Starting from the line that contains "Question. Mark every instance of the black pants", reproduce each line exactly through the end of the material, and include no other lines.

■ **Entries supplied**:
[START]
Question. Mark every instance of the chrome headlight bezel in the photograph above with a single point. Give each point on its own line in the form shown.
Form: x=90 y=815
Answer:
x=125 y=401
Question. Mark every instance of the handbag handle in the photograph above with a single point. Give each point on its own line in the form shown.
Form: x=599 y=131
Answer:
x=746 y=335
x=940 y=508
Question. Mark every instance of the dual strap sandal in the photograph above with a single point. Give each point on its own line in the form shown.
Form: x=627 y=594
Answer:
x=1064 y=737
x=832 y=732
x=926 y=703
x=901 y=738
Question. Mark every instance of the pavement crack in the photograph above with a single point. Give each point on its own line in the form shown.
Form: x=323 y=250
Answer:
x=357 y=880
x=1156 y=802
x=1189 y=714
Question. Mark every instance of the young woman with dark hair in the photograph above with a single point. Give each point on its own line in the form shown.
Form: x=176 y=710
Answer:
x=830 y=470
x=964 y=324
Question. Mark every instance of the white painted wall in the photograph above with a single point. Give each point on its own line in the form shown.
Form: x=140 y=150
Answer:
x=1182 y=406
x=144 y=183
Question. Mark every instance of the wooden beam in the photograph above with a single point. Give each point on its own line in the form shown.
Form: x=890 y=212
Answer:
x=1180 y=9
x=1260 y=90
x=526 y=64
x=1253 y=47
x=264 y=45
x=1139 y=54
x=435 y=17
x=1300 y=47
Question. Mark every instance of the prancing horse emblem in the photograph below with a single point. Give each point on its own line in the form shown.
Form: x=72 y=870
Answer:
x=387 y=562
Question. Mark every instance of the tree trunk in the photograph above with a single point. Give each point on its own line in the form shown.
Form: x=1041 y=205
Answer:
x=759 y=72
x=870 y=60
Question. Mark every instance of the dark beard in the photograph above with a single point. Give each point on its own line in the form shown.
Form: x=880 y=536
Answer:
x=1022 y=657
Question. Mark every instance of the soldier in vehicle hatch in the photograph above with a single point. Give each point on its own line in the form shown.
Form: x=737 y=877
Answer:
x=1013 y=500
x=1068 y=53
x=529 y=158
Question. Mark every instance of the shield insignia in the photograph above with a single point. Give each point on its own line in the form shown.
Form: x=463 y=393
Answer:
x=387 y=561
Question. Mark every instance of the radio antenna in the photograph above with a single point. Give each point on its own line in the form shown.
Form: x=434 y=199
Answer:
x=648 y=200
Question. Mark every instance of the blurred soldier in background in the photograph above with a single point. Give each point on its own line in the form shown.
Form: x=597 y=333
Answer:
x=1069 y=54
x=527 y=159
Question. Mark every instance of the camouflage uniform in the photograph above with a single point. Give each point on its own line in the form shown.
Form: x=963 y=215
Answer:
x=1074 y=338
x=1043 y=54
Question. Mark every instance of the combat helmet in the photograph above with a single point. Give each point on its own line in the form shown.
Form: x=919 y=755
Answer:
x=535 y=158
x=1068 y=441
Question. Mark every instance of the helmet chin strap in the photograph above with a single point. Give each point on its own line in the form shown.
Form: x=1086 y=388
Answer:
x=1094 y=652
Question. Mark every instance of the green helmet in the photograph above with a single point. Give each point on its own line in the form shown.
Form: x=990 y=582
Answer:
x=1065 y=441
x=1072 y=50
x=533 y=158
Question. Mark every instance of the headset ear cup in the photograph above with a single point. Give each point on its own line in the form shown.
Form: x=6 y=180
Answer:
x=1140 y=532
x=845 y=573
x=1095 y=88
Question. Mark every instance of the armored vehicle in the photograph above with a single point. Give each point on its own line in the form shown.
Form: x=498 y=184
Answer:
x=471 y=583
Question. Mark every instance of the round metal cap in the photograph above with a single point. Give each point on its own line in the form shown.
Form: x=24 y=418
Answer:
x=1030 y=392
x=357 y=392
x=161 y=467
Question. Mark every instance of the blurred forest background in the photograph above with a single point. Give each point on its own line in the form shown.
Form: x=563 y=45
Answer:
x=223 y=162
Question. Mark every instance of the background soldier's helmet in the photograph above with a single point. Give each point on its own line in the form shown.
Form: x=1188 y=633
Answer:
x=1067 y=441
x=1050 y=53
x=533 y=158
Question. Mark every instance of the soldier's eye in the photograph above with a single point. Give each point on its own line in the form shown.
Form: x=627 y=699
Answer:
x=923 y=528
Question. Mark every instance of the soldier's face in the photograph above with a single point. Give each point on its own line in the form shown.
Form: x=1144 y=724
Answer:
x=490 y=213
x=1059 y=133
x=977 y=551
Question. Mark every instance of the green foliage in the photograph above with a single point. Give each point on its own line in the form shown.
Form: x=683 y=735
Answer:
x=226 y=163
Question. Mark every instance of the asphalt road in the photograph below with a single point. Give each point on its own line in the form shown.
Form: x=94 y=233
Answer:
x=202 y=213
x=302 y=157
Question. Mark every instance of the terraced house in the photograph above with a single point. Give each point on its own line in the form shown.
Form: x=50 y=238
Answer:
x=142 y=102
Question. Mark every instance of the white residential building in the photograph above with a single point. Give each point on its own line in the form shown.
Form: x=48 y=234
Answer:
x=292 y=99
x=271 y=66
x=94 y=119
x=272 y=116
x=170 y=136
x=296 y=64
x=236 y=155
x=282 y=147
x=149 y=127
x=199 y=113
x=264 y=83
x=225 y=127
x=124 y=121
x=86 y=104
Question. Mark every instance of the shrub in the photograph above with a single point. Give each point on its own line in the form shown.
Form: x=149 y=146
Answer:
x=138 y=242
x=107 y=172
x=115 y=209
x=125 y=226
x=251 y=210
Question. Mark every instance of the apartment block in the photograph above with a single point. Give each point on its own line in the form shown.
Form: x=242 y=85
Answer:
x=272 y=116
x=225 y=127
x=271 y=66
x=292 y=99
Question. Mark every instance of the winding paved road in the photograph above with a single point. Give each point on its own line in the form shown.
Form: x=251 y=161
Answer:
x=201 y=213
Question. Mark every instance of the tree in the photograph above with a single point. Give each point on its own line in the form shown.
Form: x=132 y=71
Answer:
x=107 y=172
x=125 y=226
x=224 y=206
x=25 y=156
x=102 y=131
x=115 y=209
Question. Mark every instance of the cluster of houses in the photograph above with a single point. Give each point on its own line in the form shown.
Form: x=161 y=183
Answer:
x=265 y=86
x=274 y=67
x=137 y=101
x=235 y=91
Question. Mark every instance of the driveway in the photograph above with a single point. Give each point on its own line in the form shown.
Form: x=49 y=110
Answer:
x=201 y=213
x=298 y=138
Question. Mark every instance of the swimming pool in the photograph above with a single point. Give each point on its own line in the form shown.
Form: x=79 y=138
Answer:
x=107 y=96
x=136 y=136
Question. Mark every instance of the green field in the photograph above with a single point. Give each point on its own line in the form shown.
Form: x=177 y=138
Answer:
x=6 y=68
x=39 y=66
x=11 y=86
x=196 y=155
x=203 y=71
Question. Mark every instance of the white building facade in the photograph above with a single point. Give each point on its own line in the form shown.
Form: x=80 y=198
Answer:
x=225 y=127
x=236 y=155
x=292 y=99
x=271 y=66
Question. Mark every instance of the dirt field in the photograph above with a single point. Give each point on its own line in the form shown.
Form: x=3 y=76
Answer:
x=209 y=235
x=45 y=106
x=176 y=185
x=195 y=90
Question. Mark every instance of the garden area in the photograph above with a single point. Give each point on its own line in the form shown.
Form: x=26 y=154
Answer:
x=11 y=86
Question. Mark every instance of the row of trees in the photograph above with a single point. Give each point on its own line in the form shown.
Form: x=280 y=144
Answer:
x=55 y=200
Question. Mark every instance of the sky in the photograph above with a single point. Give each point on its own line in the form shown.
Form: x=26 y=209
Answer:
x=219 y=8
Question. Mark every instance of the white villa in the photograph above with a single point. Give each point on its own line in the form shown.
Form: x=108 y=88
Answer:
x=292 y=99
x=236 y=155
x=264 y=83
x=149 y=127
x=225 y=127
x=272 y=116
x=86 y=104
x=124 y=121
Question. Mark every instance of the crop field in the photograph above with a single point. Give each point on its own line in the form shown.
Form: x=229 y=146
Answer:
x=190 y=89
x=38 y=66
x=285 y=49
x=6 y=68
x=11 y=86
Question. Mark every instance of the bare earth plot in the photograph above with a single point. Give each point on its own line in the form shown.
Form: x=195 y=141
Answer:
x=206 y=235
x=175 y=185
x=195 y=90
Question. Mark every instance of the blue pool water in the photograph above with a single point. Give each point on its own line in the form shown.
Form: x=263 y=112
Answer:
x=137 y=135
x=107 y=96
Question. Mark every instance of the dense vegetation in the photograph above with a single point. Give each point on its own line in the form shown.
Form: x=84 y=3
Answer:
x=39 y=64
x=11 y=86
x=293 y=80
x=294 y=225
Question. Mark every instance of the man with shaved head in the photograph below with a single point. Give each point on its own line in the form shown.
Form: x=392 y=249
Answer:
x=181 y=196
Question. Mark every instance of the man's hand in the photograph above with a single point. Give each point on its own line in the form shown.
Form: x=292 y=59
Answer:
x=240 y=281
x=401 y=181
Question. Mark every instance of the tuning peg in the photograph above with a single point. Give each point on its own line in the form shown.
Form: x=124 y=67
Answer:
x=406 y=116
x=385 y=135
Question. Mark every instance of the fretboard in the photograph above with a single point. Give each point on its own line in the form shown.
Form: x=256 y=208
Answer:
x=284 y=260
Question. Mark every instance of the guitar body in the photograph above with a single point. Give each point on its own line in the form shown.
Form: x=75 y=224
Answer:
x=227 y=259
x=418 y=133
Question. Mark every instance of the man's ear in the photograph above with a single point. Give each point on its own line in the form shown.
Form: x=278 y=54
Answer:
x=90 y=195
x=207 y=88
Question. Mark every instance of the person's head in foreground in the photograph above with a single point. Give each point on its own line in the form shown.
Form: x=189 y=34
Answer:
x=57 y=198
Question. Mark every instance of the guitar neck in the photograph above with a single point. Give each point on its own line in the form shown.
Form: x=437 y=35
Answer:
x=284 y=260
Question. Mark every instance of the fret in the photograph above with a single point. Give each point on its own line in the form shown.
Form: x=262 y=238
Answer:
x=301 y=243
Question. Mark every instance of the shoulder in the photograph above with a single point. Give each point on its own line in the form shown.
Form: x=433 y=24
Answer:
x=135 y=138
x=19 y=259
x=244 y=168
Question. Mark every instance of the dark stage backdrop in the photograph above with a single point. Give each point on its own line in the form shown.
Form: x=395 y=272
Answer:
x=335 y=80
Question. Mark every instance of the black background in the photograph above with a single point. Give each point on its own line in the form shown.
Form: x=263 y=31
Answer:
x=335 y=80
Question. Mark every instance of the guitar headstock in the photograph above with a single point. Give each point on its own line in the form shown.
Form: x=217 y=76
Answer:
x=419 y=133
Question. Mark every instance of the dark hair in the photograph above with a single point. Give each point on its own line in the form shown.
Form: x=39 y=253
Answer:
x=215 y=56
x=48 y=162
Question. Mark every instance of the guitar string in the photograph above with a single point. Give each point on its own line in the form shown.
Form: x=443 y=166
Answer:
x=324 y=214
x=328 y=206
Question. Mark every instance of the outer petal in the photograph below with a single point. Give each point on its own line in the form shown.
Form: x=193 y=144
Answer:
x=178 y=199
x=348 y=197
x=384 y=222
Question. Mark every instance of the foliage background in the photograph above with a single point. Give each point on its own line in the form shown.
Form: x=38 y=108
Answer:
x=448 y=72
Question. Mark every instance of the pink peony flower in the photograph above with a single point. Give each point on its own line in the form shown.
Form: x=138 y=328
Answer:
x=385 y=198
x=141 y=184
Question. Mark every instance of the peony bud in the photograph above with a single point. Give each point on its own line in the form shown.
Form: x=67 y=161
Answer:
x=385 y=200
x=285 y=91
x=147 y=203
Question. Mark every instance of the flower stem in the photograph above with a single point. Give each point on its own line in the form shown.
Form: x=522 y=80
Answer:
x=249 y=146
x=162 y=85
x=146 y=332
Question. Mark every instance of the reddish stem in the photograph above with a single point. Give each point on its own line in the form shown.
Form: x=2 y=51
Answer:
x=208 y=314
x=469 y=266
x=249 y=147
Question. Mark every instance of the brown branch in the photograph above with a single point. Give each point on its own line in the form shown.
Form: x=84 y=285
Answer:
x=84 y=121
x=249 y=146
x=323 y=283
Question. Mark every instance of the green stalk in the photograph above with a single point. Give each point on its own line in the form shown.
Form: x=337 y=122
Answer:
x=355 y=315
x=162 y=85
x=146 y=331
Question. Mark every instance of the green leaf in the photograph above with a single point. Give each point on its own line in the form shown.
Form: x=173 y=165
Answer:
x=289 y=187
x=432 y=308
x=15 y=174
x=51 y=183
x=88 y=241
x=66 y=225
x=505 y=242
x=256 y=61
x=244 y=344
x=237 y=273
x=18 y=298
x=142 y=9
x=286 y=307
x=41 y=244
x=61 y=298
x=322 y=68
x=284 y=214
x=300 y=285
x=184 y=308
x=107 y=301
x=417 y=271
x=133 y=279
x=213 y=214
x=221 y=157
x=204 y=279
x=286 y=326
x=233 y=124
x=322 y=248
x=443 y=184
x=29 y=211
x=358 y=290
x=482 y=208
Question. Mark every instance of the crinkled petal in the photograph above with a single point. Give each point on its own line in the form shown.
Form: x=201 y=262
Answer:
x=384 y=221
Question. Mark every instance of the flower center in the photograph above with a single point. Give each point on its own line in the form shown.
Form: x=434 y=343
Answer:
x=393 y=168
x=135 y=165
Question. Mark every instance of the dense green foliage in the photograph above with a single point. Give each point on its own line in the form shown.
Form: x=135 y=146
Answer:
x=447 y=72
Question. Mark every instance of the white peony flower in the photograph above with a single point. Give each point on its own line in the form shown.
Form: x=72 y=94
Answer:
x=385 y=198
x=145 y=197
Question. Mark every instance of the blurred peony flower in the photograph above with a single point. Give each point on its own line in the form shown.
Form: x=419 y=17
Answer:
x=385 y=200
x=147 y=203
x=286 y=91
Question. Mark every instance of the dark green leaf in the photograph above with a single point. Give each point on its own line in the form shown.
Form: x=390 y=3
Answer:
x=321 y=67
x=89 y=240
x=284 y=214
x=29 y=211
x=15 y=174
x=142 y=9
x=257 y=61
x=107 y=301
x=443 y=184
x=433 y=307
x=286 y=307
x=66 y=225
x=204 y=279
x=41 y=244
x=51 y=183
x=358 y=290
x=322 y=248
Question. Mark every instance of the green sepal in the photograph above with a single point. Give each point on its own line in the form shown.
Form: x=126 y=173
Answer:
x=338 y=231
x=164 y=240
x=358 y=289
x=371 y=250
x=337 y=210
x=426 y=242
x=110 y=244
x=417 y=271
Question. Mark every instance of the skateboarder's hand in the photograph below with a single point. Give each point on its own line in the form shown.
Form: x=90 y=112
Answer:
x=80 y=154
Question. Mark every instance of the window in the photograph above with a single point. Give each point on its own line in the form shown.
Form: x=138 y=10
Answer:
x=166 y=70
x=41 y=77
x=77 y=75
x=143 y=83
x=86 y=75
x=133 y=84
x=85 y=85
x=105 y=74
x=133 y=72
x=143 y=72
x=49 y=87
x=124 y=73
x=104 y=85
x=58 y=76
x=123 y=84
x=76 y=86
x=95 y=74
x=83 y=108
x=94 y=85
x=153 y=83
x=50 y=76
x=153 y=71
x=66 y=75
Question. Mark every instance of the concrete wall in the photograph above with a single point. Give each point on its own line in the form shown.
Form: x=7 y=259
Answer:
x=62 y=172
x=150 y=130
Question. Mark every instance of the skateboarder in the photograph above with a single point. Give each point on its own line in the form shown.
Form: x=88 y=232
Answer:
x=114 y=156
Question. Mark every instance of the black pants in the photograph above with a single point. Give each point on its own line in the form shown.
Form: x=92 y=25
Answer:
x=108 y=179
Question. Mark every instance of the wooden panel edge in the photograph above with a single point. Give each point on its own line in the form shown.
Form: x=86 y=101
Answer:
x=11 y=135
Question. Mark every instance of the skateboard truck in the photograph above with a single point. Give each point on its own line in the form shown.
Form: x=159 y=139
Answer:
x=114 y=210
[END]
■ **Result of this task**:
Question. Mark every instance of the black pants in the photograph above with a single point. Give each point on its own line in the form shown.
Form: x=92 y=25
Answer:
x=108 y=179
Question. Mark every instance of the wooden panel edge in the photograph above with a single point. Give each point on its own line in the form shown.
Form: x=86 y=101
Answer:
x=11 y=135
Question. Mark every instance of the skateboard truck in the photograph above with a single point. Give each point on its own line in the form shown.
Form: x=159 y=139
Answer:
x=114 y=210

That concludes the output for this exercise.